* **EXERCISE**
How many safeguard tiers does the Bedrock Guardrails tip below say the service has?

* **SELECTED TEXT**
★ ★ ★ ★ ★ ★ ★

---
title: "Amazon Bedrock Guardrails — six configurable filters, two safeguard tiers, and the ApplyGuardrail API that runs without a model"
date: 2026-06-04
service: "Amazon Bedrock"
component: "Guardrails"
tags: [bedrock, guardrails, content-filters, denied-topics, word-filters, sensitive-information, pii, contextual-grounding, automated-reasoning, applyguardrail, standard-tier, classic-tier, prompt-attack, quotas]
source: https://docs.aws.amazon.com/bedrock/latest/userguide/guardrails.html
verified_on: 2026-06-04
url: https://vanemmerik.ai/aws-ai/2026-06-04.html
---

# AWS Bedrock & AgentCore · Tip of the Day · 2026-06-04

## Amazon Bedrock Guardrails — six configurable filters, two safeguard tiers, and the ApplyGuardrail API that runs without a model

After nine days inside AgentCore, today we step one layer up the stack
to **Amazon Bedrock Guardrails** — the configurable safeguard layer
that sits between every Bedrock foundation model (and every third-party
model you choose to put behind it) and your users. Six filter types,
two tiers, one API that runs without ever invoking a model.

★ ★ ★ ★ ★ ★ ★

* **LISTED ENTRIES**
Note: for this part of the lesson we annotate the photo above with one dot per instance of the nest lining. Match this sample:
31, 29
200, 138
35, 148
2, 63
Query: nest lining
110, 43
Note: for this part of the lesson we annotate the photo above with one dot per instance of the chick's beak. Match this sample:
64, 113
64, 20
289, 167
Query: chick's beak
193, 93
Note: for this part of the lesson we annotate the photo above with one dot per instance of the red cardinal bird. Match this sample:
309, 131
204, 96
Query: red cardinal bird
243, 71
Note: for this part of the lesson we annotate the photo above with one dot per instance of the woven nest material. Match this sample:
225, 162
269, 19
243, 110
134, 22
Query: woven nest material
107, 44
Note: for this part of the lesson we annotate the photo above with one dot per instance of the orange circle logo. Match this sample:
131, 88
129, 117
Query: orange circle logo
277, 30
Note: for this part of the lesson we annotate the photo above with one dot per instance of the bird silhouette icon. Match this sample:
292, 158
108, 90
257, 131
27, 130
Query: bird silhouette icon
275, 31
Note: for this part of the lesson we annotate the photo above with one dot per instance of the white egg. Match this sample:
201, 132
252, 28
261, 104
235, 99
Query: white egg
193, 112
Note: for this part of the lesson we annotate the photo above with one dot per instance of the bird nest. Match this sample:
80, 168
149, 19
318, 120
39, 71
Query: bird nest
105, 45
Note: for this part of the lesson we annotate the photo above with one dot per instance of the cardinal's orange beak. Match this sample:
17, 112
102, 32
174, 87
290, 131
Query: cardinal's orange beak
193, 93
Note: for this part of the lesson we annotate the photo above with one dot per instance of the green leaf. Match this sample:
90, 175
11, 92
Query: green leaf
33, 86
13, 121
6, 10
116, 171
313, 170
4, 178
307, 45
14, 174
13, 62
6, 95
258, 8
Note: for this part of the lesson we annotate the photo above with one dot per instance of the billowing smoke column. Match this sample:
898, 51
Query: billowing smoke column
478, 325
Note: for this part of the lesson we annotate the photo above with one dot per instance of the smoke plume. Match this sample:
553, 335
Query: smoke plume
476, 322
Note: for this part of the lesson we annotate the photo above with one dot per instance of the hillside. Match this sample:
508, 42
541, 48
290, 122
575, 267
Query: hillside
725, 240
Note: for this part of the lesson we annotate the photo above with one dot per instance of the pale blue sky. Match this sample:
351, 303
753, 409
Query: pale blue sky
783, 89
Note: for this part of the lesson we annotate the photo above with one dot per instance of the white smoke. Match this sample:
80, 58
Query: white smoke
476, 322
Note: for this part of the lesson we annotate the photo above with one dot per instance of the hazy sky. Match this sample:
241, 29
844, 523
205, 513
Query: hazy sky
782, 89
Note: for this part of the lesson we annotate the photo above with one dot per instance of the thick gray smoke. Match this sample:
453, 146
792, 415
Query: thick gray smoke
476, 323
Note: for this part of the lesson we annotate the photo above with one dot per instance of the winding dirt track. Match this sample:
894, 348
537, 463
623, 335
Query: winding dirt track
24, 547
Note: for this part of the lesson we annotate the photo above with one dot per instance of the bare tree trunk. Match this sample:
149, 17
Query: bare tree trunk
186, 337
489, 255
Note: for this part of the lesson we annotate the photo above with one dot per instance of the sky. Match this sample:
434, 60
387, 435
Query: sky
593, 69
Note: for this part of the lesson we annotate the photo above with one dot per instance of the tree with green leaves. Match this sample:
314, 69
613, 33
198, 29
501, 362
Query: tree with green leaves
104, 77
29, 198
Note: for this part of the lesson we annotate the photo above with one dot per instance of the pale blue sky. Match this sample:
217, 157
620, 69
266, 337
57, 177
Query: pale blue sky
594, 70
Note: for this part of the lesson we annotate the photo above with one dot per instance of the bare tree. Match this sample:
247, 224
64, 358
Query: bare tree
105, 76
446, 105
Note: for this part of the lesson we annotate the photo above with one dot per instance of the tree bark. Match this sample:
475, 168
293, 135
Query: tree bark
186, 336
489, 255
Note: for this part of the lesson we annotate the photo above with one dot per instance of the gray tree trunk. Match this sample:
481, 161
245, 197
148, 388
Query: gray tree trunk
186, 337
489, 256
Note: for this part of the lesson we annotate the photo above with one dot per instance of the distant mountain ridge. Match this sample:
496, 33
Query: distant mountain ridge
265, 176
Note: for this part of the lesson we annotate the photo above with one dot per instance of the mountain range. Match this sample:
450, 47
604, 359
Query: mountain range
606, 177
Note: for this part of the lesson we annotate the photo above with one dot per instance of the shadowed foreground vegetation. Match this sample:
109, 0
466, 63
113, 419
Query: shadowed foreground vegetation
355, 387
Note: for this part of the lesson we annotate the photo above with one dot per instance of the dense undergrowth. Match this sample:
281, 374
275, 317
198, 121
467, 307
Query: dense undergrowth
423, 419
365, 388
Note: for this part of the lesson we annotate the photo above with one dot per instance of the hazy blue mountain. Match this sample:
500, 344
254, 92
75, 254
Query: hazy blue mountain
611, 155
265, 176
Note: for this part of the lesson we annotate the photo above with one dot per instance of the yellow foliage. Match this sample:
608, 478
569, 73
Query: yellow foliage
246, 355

★ ★ ★ ★ ★ ★ ★

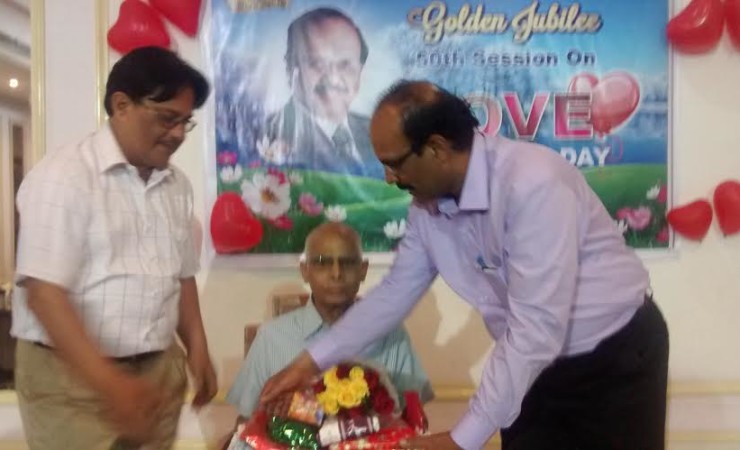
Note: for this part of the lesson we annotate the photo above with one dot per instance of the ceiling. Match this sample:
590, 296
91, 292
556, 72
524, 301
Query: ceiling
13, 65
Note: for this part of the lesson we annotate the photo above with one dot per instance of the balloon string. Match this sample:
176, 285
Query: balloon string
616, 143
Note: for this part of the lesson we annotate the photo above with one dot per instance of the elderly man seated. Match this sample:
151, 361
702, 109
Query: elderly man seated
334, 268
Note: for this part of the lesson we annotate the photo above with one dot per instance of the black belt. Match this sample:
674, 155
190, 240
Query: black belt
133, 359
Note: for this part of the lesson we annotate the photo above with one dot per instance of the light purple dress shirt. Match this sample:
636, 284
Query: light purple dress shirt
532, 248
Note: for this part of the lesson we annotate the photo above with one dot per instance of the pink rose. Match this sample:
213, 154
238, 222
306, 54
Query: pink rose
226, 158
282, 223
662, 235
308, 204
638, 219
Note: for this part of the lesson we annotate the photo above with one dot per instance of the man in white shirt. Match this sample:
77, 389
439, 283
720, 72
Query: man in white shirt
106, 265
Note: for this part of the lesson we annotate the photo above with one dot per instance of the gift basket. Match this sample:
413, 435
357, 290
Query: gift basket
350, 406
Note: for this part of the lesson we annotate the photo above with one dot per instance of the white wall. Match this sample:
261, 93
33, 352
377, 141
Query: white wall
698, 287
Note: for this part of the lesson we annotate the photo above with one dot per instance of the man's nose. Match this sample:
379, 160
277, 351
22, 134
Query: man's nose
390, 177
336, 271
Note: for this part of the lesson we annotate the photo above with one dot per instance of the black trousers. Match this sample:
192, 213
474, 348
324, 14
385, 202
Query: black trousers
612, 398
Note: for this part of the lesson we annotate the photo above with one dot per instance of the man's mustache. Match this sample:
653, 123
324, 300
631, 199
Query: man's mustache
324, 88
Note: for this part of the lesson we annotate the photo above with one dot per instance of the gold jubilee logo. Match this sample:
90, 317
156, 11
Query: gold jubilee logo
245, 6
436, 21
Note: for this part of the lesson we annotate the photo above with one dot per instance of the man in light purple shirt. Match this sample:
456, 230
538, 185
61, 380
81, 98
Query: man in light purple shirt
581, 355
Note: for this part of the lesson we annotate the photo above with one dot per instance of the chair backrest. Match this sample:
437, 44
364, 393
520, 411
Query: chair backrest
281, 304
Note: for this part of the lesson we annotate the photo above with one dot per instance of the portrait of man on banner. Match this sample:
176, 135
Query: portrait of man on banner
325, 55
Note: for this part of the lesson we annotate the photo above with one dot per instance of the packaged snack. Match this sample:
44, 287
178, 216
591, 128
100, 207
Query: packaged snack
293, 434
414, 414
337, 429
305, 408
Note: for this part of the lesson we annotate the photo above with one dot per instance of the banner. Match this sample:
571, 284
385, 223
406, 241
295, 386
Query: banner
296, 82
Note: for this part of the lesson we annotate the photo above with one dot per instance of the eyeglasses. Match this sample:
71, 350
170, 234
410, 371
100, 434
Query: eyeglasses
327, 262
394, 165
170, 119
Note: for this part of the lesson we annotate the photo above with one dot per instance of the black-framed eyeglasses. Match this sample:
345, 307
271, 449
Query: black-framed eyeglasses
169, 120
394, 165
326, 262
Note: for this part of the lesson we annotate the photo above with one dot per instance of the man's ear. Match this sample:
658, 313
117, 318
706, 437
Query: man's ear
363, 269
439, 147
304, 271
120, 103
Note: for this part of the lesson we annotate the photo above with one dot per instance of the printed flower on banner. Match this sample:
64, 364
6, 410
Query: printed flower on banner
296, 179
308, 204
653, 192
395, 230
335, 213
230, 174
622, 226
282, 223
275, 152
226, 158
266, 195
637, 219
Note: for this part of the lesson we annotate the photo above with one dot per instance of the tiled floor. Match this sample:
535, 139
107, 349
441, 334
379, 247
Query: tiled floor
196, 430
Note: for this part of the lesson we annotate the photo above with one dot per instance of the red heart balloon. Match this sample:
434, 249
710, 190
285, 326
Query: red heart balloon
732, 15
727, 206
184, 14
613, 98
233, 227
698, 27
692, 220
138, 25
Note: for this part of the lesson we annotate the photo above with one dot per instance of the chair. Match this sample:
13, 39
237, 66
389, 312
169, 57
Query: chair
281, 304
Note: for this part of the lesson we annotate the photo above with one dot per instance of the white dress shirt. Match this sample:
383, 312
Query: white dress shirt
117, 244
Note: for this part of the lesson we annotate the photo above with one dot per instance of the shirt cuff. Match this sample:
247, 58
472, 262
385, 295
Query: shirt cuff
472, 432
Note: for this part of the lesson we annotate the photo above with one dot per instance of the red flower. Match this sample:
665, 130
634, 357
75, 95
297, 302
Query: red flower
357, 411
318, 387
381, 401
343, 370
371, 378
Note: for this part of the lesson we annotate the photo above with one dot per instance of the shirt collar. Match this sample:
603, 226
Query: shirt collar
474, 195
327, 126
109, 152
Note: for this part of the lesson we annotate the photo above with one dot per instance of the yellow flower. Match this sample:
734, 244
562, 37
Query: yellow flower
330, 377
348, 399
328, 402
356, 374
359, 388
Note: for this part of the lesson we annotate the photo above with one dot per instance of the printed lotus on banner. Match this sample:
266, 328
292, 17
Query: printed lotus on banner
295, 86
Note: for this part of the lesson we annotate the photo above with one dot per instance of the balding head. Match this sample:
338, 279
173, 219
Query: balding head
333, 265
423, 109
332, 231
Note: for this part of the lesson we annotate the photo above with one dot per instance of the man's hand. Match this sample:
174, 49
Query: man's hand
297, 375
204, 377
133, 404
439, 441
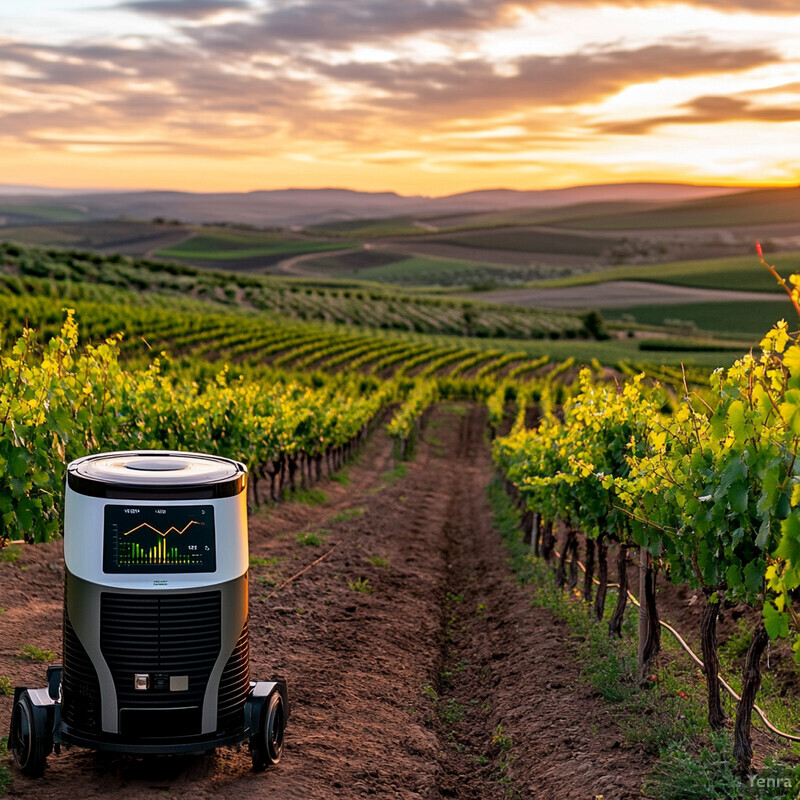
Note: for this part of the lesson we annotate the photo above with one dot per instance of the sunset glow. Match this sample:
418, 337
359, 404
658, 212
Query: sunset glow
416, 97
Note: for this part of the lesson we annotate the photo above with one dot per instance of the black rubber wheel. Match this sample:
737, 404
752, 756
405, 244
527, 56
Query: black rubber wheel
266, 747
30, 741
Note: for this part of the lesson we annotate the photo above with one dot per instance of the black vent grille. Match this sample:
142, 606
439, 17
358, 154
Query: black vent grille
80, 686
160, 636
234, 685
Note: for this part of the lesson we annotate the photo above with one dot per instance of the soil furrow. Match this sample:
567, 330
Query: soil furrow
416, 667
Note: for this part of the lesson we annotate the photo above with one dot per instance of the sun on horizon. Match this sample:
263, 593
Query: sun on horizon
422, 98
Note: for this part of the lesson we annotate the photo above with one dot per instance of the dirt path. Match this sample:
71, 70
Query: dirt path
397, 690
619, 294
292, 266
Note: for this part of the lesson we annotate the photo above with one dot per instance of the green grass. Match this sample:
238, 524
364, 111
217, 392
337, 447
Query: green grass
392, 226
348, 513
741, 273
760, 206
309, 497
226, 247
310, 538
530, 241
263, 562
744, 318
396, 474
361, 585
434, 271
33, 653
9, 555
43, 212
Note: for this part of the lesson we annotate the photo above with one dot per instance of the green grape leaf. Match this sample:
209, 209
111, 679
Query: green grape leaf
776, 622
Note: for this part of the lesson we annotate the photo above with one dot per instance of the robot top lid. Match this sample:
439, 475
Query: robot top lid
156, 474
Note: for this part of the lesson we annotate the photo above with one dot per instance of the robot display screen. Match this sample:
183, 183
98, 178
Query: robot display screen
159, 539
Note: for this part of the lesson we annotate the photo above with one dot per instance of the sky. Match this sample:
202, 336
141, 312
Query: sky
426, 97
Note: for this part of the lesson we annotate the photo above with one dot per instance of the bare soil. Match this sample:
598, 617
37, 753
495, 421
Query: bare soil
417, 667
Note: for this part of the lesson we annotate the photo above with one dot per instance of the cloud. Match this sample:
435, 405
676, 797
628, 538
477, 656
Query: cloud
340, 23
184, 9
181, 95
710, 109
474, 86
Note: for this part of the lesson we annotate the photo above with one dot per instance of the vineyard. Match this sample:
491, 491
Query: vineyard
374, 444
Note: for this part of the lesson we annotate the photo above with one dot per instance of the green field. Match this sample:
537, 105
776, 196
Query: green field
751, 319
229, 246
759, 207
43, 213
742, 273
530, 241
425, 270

★ ★ ★ ★ ★ ★ ★

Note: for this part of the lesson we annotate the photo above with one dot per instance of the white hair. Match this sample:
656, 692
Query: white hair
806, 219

★ ★ ★ ★ ★ ★ ★

* **ANSWER AREA**
Two.